6. L'exploit originaire de citation des 25 et 26 juin 1996 a été signifié à M. Bourguignon “étant pour lui sur son lieu de travail au siège de la société European Cultural Association ASBL, avenue des Volontaires 270 à Woluwé Saint-Lambert”.

La manière dont l'exploit est rédigé fait croire qu'il a été signifié à personne. L'huissier instrumentant signale cependant que l'exploit n'a pu être signifié comme il est dit aux articles 33 à 35 du Code judiciaire. M. Bourguignon n'a donc pas été touché par l'exploit introductif d'instance et a subi, de ce fait, un préjudice puisqu'il a été condamné par défaut.

La citation doit donc être déclarée nulle en ce qui le concerne.

3. Sur la requalification d'E.C.A.
a. Sur l'autorité de la chose jugée du jugement du tribunal de première instance de Bruxelles du 30 avril 1996

7. S'il est vrai que le jugement du tribunal de première instance de Bruxelles est revêtu de l'autorité de la chose jugée en ce qui concerne E.C.A. - puisqu'une même personne morale ne peut être condamnée deux fois - il n'en est pas de même pour les consorts Lebbink qui n'étaient pas à la cause.

En outre, la demande introduite par Nuove Musiche contre eux n'est pas fondée sur la même cause.

C'est donc à tort que les consorts Lebbink invoquent ce jugement pour prétendre que la demande dirigée contre eux ne serait pas recevable.
========================================================================
CONSIGNE 1
Répondez à ces questions à partir de l'extrait de jugement.
(a) À quelle adresse se trouve le siège de la société European Cultural Association ASBL ?
(b) Quelle juridiction a rendu le jugement du 30 avril 1996 ?
(c) Qui a introduit la demande contre les consorts Lebbink ?
CONSIGNE 2
Rédigez la suite de l'extrait de jugement à partir de sa dernière phrase.

DONNÉES FOURNIES
========================================================================
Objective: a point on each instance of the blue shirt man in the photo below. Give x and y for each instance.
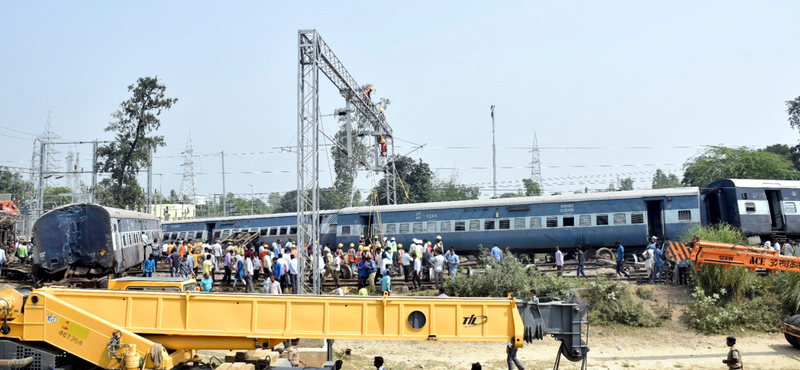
========================================================================
RÉPONSE CORRECTE 1
(a) Avenue des Volontaires 270 à Woluwé Saint-Lambert.
(b) Le tribunal de première instance de Bruxelles.
(c) Nuove Musiche.

RÉPONSE CORRECTE 2
b. Au fond

8. Aux termes de l'article 1er de la loi du 27 juin 1921 accordant la personnalité civile aux associations sans but lucratif et aux établissements d'utilité publique, tel qu'il était en vigueur à l'époque des faits, l'association sans but lucratif est celle qui ne se livre pas à des opérations industrielles ou commerciales ou qui ne cherche pas à procurer à ses membres un gain matériel. Ces deux notions doivent se cumuler et non se disjoindre (J. t'Kint, Les ASBL, Rép. not., T. XIV, Livre 9, Larcier, 1999, n° 54, p. 83).

Si l'association, qui ne poursuit ni son enrichissement ni un gain direct ou indirect pour ses membres, peut exercer une activité accessoire qui produit des bénéfices, c'est à la condition que cette activité soit nécessaire pour permettre la réalisation du but désintéressé que l'association veut atteindre et que celle-ci consacre à cette fin l'intégralité des bénéfices ainsi obtenus (Cass. 3 octobre 1996, Pas. 1996, I, 350).

9. Les statuts d'E.C.A. sont conformes aux exigences légales et rien, dans le texte, ne permet de déduire que l'exercice de l'activité sociale aurait pour but la recherche d'enrichissement des membres de l'association.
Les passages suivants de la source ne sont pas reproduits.